SELECTED TEXT:
The invention further provides methods for treating endothelin-1 (ET-1)-mediated vasoconstriction. These methods generally comprise administering a formulation comprising an amount of relaxin effective to reverse, inhibit, or reduce the vasoconstricting effects of ET-1. In some embodiments, the methods comprise increasing endothelin type B receptor activation in a cell in a blood vessel by administering relaxin to the individual.
The invention further provides methods for treating an ischemic condition, generally comprising administering a formulation comprising an amount of relaxin effective to stimulate or promote angiogenesis and/or vasodilation, thereby treating the ischemic condition. The methods are useful in treating a variety of ischemic conditions. In some embodiments, methods are provided for treating an ischemic condition which arises as a result of myocardial infarct. In other embodiments, methods are provided for treating an ischemic condition associated with a wound. Thus, the invention further provides methods for promoting wound healing.

Source records:
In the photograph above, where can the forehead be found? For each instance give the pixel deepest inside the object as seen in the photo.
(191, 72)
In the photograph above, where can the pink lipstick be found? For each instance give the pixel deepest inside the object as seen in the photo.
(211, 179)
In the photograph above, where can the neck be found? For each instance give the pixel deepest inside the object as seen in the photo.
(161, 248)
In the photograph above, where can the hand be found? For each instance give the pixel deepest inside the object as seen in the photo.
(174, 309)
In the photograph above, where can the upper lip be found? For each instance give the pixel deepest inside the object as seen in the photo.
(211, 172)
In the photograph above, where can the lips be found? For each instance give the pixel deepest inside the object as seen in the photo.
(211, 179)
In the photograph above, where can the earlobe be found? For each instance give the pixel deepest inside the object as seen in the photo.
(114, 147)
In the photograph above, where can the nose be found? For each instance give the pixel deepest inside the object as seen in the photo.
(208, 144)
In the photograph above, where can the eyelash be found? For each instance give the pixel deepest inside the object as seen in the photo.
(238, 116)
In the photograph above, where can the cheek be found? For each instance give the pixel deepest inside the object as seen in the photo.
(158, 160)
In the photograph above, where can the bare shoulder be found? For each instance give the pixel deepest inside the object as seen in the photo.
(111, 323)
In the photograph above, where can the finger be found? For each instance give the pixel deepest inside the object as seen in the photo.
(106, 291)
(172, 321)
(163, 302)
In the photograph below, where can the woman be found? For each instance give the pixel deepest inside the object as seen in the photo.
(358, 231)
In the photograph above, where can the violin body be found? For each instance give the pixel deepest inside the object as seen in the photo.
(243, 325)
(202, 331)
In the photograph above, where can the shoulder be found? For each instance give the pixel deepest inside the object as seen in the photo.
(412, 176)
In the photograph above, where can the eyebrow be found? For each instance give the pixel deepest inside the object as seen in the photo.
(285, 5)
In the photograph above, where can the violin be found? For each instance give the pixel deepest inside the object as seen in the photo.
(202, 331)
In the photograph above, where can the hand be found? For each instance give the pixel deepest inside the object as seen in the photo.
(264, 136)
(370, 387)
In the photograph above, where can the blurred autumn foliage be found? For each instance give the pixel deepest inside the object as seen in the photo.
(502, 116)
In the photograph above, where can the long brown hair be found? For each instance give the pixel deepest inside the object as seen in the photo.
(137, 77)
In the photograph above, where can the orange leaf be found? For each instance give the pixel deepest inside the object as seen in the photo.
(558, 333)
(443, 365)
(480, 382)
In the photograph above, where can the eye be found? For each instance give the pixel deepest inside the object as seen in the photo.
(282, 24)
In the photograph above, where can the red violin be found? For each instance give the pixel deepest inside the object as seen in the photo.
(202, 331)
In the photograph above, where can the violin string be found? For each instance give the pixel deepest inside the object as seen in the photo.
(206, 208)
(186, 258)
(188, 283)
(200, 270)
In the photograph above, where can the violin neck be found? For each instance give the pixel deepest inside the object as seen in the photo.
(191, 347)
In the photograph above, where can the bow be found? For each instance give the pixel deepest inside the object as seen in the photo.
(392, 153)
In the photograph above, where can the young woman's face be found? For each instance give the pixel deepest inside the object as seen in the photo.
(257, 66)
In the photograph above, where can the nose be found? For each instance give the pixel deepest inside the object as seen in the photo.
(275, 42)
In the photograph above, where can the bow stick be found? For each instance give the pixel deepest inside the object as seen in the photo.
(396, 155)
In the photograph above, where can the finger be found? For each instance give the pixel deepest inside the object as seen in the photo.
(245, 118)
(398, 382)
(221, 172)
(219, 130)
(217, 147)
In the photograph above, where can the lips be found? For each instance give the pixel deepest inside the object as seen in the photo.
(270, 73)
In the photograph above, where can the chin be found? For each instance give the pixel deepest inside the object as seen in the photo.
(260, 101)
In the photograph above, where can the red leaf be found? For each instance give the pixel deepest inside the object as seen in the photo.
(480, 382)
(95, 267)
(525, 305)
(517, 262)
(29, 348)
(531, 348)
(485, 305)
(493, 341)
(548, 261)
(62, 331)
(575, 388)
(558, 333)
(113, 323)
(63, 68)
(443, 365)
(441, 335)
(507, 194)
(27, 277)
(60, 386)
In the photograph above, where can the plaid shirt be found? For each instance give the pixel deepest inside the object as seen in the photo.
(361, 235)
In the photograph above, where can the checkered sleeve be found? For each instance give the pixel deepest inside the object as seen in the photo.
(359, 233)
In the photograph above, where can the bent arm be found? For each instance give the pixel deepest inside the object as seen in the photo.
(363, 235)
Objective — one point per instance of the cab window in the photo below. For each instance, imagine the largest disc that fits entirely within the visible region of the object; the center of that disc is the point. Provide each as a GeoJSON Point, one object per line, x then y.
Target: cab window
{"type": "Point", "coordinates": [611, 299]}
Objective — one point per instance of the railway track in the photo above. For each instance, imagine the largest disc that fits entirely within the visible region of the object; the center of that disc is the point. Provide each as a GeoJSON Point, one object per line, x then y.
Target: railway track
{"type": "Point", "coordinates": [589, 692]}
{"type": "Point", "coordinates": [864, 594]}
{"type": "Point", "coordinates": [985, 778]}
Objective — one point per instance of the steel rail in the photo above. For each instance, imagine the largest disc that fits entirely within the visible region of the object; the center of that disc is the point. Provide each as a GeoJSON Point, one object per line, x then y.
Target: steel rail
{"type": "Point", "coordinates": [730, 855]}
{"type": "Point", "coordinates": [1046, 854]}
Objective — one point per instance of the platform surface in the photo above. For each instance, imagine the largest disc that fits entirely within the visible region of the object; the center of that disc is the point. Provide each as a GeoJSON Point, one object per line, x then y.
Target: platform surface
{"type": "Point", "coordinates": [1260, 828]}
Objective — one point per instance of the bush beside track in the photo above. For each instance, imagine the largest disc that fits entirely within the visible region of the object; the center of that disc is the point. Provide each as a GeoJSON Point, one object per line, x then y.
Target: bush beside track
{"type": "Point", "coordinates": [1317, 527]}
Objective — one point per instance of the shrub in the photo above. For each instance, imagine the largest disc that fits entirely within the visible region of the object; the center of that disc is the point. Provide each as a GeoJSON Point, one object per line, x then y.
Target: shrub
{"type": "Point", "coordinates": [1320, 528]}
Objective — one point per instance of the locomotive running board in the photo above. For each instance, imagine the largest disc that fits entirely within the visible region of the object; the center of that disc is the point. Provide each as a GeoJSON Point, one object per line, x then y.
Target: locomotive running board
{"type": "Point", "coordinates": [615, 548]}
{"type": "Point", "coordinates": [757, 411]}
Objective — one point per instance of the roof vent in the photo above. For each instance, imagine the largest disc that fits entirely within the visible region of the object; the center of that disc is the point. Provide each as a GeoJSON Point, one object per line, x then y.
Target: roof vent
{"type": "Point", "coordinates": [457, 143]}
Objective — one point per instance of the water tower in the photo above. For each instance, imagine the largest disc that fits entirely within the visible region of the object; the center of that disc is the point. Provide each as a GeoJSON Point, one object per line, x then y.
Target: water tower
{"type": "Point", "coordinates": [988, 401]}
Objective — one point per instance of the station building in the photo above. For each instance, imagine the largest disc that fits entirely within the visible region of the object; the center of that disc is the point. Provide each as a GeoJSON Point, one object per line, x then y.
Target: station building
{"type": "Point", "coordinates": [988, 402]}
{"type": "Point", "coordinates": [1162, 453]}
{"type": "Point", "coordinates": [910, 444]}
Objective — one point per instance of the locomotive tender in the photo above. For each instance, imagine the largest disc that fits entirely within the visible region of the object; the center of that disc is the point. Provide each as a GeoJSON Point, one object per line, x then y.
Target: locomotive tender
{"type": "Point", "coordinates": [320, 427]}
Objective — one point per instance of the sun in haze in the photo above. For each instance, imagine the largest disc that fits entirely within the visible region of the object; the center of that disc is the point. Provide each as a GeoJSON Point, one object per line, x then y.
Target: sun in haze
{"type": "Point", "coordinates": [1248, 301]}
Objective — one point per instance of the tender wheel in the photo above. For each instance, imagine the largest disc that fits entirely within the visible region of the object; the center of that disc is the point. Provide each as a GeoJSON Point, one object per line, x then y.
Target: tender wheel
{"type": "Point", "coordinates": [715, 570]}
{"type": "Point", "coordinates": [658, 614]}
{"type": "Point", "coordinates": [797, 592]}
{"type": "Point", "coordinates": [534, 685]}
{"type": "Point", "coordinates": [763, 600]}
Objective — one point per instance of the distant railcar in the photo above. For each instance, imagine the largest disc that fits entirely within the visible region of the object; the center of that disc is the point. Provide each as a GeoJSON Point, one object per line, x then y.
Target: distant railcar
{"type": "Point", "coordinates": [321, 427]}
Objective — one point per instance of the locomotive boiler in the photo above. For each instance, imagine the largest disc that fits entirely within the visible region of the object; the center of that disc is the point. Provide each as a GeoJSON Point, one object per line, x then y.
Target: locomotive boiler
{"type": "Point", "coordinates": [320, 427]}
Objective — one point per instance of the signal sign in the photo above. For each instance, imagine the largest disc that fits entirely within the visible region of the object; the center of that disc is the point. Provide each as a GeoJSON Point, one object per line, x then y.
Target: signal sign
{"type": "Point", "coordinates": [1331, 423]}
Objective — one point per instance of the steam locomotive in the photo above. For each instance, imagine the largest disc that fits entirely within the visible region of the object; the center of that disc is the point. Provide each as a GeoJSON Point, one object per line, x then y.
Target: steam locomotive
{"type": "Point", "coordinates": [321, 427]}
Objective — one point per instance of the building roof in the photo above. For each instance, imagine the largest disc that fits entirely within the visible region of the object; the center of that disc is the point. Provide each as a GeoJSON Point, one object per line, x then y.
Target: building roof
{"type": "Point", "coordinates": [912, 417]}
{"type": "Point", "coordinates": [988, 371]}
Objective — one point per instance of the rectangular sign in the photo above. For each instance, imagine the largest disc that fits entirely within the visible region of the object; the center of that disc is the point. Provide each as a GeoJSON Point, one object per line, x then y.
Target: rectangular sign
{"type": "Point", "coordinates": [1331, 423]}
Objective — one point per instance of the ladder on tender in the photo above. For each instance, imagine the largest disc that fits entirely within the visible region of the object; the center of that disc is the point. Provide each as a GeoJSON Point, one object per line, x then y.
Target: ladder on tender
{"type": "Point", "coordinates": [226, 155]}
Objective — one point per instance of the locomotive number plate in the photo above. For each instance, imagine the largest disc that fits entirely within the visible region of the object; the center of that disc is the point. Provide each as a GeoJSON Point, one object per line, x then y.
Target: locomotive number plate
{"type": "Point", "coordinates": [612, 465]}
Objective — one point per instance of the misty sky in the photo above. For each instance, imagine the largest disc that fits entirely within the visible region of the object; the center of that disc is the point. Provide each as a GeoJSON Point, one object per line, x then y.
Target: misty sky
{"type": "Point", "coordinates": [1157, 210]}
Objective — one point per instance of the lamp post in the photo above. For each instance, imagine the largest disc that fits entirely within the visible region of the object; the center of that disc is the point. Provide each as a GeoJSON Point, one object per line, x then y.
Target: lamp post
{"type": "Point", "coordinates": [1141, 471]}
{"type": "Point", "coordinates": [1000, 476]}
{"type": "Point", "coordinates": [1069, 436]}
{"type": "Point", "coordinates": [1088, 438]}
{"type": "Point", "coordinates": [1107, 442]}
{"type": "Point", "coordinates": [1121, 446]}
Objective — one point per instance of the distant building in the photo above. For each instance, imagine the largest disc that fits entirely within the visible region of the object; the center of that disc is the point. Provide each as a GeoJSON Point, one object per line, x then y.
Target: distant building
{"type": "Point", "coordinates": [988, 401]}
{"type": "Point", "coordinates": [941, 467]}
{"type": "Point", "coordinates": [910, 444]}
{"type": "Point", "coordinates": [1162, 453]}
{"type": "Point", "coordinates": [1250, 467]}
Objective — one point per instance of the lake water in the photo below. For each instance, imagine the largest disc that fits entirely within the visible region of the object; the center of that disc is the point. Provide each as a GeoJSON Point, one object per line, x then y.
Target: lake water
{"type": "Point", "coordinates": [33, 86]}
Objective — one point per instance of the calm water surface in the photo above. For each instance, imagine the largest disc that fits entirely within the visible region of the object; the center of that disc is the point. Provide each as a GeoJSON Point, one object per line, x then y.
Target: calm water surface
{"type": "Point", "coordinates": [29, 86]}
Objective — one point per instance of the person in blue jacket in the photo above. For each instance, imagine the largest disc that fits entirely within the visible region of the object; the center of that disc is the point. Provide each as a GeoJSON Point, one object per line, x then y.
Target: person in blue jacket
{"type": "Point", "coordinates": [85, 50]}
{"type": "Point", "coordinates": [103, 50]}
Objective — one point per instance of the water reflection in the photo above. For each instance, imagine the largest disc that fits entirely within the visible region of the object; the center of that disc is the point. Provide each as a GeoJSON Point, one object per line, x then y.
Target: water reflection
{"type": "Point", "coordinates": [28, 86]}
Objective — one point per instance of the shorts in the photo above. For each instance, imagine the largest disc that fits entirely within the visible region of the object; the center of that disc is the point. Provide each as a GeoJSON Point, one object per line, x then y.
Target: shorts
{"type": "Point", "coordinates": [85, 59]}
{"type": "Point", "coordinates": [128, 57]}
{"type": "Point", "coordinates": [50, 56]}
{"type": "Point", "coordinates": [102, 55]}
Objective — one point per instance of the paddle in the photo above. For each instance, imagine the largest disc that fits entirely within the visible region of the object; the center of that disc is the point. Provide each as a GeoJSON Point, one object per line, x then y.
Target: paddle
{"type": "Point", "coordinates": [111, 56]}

WHAT IS REQUIRED: Reproduce the relaxin passage above word for word, starting at "The invention further provides methods for treating an" and ending at "promoting wound healing.".

THE ANSWER:
The invention further provides methods for treating an ischemic condition, generally comprising administering a formulation comprising an amount of relaxin effective to stimulate or promote angiogenesis and/or vasodilation, thereby treating the ischemic condition. The methods are useful in treating a variety of ischemic conditions. In some embodiments, methods are provided for treating an ischemic condition which arises as a result of myocardial infarct. In other embodiments, methods are provided for treating an ischemic condition associated with a wound. Thus, the invention further provides methods for promoting wound healing.